[Set task] Gather every line in the items below that contains the word "cutout" and copy each one in full. Case counts when matching.
** start Materials provided **
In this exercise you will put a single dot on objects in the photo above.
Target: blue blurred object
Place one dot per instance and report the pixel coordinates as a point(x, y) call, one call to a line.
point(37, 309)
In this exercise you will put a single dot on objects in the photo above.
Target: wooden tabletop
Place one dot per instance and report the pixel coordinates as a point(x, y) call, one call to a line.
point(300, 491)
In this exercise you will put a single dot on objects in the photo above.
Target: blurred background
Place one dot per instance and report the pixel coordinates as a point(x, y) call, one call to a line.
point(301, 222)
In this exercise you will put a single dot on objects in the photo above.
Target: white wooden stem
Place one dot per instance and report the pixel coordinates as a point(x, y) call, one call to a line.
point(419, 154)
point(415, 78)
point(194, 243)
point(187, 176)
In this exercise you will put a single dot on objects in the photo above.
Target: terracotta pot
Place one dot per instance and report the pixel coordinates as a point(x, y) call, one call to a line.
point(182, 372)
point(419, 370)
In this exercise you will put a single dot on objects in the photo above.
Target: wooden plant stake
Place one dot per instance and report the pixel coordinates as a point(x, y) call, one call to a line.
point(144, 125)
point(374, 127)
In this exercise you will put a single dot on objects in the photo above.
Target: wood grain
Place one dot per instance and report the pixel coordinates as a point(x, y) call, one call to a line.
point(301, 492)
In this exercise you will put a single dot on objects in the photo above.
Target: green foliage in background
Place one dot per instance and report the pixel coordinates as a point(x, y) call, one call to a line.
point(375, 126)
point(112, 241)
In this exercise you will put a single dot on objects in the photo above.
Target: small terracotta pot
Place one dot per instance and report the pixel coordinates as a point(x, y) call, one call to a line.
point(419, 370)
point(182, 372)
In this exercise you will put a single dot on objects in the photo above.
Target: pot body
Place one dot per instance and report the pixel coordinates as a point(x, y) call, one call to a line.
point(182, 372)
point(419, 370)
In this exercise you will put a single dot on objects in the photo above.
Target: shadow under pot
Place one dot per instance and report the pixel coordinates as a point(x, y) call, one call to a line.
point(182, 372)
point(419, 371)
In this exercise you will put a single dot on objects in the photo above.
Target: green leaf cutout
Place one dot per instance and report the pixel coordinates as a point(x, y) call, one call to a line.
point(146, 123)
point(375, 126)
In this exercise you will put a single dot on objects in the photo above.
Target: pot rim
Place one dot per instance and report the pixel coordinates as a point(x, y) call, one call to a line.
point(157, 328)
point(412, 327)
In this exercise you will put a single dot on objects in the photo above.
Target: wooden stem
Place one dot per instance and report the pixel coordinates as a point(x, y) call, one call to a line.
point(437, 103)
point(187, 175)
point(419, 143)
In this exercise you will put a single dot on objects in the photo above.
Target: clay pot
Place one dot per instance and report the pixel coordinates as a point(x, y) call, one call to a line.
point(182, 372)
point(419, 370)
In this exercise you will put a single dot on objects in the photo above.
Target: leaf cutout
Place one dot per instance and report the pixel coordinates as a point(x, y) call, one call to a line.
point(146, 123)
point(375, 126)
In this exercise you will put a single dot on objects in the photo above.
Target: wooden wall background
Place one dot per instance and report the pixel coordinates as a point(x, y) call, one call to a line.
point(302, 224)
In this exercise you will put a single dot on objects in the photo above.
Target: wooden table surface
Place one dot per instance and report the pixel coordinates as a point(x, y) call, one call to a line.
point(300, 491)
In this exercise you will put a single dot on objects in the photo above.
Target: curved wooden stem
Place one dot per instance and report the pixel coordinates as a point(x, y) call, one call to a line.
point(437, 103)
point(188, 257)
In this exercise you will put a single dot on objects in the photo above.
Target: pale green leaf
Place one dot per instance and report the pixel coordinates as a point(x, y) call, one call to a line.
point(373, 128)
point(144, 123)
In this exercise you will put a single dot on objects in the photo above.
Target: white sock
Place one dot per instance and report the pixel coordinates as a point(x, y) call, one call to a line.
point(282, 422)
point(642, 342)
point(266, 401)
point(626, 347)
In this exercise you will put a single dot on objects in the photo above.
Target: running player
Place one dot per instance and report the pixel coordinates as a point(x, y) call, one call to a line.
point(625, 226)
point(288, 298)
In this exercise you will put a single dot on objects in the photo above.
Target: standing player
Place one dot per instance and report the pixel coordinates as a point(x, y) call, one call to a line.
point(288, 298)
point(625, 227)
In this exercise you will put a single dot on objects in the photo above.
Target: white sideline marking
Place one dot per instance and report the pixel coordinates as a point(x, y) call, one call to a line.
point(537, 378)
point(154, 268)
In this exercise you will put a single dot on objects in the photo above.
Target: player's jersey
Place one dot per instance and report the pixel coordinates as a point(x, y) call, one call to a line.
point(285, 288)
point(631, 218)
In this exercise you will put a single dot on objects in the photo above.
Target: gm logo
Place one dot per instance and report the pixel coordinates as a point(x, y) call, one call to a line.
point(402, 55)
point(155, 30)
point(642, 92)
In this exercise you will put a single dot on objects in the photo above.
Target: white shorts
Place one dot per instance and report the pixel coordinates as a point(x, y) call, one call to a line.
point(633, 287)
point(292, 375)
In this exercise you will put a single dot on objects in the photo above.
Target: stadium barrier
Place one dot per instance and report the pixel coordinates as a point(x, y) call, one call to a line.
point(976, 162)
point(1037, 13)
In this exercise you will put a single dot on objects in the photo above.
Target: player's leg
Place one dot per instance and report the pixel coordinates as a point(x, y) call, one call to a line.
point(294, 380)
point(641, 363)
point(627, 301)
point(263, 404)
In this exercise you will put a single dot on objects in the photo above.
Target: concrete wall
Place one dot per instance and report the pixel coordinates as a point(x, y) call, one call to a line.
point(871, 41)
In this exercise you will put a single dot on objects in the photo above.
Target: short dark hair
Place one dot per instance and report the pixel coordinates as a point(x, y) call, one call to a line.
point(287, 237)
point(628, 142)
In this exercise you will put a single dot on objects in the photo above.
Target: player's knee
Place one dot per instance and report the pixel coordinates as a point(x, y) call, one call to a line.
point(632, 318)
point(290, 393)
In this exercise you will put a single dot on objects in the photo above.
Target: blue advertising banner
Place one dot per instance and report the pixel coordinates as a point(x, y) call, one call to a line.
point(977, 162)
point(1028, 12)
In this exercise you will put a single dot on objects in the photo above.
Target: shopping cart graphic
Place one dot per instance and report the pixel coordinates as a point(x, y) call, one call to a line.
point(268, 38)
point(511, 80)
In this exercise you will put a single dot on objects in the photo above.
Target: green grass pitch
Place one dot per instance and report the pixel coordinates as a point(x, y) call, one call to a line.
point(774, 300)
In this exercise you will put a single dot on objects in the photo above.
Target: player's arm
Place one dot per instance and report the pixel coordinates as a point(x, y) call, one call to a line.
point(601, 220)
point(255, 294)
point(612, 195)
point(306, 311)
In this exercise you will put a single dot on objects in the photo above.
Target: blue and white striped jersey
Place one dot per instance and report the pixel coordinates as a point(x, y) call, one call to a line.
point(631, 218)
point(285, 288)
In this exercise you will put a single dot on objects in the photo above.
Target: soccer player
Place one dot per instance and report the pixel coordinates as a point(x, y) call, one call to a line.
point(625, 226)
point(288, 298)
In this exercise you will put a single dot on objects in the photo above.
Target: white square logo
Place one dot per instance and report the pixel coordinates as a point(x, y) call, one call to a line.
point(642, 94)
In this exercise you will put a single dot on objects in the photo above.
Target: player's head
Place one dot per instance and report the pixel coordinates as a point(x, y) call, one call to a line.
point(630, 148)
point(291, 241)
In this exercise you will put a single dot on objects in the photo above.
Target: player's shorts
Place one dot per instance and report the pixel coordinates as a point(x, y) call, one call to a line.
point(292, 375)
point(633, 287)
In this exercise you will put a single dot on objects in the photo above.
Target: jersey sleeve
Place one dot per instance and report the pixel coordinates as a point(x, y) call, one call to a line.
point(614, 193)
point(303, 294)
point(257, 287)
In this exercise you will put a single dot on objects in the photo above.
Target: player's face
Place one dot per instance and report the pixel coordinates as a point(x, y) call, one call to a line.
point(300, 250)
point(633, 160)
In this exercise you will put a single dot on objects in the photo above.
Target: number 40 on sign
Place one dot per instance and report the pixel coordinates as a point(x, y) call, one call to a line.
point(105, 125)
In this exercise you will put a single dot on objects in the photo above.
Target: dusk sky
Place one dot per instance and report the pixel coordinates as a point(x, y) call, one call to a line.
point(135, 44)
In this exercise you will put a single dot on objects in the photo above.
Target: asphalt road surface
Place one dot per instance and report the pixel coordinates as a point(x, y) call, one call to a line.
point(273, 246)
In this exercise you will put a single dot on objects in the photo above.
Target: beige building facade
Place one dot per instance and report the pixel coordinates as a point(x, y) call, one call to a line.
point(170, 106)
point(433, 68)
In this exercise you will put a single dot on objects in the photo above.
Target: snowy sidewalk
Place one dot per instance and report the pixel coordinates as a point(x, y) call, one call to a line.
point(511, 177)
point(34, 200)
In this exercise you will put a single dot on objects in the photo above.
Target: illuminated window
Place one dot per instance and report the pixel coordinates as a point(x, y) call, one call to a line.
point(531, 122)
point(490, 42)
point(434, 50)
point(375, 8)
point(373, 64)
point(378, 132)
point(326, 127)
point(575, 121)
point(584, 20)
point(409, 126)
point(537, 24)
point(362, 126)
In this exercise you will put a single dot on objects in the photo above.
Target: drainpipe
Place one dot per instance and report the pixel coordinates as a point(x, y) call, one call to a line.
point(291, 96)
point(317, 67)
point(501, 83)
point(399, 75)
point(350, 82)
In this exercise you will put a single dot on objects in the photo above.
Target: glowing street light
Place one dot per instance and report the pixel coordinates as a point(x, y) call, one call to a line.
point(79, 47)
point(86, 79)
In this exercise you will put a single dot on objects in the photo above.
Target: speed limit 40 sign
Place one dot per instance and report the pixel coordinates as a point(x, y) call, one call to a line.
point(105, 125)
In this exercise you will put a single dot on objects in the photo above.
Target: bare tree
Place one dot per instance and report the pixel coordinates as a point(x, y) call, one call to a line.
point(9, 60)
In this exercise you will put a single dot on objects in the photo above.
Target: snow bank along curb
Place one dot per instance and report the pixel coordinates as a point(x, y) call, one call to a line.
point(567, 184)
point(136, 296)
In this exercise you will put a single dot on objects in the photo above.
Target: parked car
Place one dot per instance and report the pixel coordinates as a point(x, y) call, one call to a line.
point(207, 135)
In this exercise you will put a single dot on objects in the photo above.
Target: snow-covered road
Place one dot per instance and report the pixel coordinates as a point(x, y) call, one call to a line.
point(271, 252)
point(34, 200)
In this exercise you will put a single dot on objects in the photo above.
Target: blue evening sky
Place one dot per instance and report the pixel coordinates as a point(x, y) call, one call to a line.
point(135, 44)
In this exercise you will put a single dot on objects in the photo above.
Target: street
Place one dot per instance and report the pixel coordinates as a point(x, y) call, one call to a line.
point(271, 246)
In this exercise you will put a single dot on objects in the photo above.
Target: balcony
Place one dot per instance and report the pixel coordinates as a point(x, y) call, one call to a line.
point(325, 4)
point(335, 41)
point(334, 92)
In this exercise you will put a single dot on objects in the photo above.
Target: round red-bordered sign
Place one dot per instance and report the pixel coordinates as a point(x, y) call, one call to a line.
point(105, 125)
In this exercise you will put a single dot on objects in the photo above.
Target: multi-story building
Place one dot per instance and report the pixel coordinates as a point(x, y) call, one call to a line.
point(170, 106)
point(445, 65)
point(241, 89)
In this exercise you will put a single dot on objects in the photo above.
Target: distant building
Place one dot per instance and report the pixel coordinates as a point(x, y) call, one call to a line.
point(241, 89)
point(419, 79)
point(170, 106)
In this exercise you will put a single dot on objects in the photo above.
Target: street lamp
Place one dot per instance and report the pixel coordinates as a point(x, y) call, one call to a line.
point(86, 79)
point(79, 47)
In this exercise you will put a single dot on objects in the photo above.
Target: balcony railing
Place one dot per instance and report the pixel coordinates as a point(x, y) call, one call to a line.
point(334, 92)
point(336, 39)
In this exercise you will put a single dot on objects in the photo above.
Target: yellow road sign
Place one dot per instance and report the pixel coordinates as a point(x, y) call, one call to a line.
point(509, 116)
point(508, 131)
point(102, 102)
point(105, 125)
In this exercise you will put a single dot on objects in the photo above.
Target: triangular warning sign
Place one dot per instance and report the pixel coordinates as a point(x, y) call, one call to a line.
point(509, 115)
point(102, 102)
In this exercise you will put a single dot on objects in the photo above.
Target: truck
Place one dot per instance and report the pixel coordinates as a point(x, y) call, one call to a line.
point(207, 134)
** end Materials provided **
[Answer to the task]
Target: green leaf cutout
Target: leaf cutout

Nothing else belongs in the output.